--- TASK DESCRIPTION ---
What is needed is a verbatim copy of all the records.

(DATA FOR ANALYSIS)

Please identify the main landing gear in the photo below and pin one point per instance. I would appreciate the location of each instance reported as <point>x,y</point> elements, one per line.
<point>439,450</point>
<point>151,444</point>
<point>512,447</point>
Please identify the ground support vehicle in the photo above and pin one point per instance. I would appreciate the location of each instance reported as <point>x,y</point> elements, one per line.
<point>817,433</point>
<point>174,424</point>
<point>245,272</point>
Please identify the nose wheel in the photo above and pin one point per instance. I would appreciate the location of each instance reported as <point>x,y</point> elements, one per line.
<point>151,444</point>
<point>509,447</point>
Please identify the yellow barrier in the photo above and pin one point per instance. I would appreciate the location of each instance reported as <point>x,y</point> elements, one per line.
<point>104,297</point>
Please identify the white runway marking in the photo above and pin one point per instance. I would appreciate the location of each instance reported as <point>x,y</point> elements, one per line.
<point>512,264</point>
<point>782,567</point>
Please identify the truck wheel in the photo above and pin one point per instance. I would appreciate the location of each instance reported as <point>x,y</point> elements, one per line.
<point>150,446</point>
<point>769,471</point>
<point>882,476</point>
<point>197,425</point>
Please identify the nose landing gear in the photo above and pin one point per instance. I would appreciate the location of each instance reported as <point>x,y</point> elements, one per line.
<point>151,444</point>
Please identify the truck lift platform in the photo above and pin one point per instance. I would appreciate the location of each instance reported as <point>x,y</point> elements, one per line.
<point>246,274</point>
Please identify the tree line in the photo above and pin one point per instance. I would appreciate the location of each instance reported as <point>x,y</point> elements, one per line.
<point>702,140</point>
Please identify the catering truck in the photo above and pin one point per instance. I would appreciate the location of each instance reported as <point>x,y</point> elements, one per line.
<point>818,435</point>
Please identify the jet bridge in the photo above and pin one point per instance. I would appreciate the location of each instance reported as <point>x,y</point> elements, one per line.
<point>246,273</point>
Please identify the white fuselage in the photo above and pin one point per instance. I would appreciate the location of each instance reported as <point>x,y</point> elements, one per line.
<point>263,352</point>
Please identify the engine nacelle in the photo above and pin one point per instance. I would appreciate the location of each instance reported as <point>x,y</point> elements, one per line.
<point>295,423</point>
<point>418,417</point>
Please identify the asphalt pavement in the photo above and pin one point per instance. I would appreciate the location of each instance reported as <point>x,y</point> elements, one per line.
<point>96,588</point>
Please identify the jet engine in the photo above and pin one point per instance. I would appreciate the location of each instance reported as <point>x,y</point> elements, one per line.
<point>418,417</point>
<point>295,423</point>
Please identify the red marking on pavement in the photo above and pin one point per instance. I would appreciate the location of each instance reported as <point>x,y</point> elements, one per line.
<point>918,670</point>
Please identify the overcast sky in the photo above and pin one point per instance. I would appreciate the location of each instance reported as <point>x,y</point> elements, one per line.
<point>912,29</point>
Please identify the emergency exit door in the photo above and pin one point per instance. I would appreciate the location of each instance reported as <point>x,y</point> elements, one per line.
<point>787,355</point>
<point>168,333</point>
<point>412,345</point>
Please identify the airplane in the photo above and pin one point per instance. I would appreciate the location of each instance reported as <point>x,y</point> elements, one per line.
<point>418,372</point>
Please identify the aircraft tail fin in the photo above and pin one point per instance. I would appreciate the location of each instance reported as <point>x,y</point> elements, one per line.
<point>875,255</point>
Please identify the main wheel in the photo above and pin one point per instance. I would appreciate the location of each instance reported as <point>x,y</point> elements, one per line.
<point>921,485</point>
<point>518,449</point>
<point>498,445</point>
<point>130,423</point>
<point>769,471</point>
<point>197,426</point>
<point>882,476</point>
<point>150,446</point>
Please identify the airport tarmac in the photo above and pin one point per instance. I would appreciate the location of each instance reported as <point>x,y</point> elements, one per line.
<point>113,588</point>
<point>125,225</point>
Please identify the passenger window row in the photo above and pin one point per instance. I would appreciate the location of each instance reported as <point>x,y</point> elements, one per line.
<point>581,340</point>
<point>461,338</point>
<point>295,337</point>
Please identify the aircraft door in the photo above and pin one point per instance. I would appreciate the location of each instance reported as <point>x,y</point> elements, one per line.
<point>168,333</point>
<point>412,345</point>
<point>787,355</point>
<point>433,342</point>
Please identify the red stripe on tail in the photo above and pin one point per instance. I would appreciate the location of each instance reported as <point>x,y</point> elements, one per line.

(End DATA FOR ANALYSIS)

--- RESPONSE BOX ---
Please identify the main landing gear in the photo below and pin one point per instance. I would appreciate the location of each instance reported as <point>x,y</point> elements, one per line.
<point>439,450</point>
<point>151,444</point>
<point>512,447</point>
Please identify the ground support vehicle in the photo above and pin one point per instance. I would appreciate the location of each instance reported as <point>x,y</point> elements, one per line.
<point>817,433</point>
<point>174,424</point>
<point>245,272</point>
Please identify the nose wheel in the photo above and pin one point per instance. I would appreciate the location of each instance reported as <point>x,y</point> elements, one per line.
<point>151,444</point>
<point>509,447</point>
Please identify the yellow barrier in the photo above and pin one point per instance. I would appreciate the location of each instance reported as <point>x,y</point> elements, one per line.
<point>104,297</point>
Please identify the white runway marking in the photo above and pin one point per instance. I would appreciate the location of each instance reported as <point>x,y</point> elements, one per line.
<point>512,264</point>
<point>782,567</point>
Please identify the truck wheel in the photo above and pin one point per instance. I would appreciate the location of each instance reported as <point>x,y</point> elements, one per line.
<point>150,446</point>
<point>769,471</point>
<point>882,476</point>
<point>197,425</point>
Please identify the nose landing gear in the photo above and pin one point per instance. I would appreciate the location of each instance reported as <point>x,y</point> elements, one per line.
<point>151,444</point>
Please identify the truck lift platform in the photo above and pin one point per instance. I would appreciate the location of each instance reported as <point>x,y</point> elements, one per line.
<point>246,274</point>
Please identify the tree line in the photo above and pin one point per instance. I would appreciate the location of each instance reported as <point>x,y</point> elements, one per line.
<point>702,140</point>
Please identify the catering truck in the photo above and pin one point per instance. I would appreciate the location of each instance reported as <point>x,y</point> elements, one per line.
<point>818,435</point>
Please identify the jet bridge in the photo above and pin one point per instance. I would appreciate the location of each instance reported as <point>x,y</point> elements, one per line.
<point>246,273</point>
Please identify the white fuselage in the photo above and pin one point per instance. I would appreciate the location of each instance reported as <point>x,y</point> elements, one per line.
<point>263,352</point>
Please identify the engine nacelle in the photo above and pin one point per instance. I would appreciate the location of each instance reported as <point>x,y</point> elements, one per line.
<point>295,423</point>
<point>418,417</point>
Please identify the asphalt pavement in the photo above and pin one point per instance. I would appreciate the location of each instance reported as <point>x,y</point> elements, one per line.
<point>96,588</point>
Please identify the jet engine in the photo above and pin one point per instance. I would appreciate the location of each instance reported as <point>x,y</point> elements, one per line.
<point>418,417</point>
<point>295,423</point>
Please identify the red marking on pavement in the photo above and pin one point per instance. I would appreciate the location of each instance reported as <point>x,y</point> elements, one per line.
<point>918,670</point>
Please identify the overcast sky in the photo above and pin one point per instance. I would appreciate the location of each instance reported as <point>x,y</point> elements, one per line.
<point>912,29</point>
Please identify the emergency exit door in the photo above and pin one point per instance. I would appreciate the location of each instance reported as <point>x,y</point> elements, one per line.
<point>787,355</point>
<point>168,333</point>
<point>412,345</point>
Please identify the airplane in the photo above and pin one point per instance. I would appreciate the location of each instance reported as <point>x,y</point> elements, one per line.
<point>418,372</point>
Please identify the aircraft tail fin in the photo above and pin one point per instance. I would appreciate the location of each instance reported as <point>x,y</point> elements, one per line.
<point>875,255</point>
Please identify the main wheel in the photo above and pin one point per instance. I would appreciate the location of each instance reported as <point>x,y</point> elements, one per line.
<point>921,485</point>
<point>518,449</point>
<point>498,445</point>
<point>130,423</point>
<point>769,471</point>
<point>197,426</point>
<point>882,476</point>
<point>150,446</point>
Please identify the airport tarmac in the photo above and pin one point per instance. I would appreciate the location of each instance reported as <point>x,y</point> elements, one per line.
<point>113,588</point>
<point>125,225</point>
Please identify the passenger window row in the photo above and pin one point per instance. I would appreciate the location of each instance reported as <point>x,y</point> elements, one per line.
<point>581,340</point>
<point>461,338</point>
<point>295,337</point>
Please identify the aircraft door in the photo above and pin one point per instance. I would appreciate the location of each instance reported as <point>x,y</point> elements, one per line.
<point>168,333</point>
<point>412,345</point>
<point>787,355</point>
<point>433,342</point>
Please identify the red stripe on tail in the photo above and pin one point per instance. I would appreciate the location of each instance reported as <point>x,y</point> elements, one per line.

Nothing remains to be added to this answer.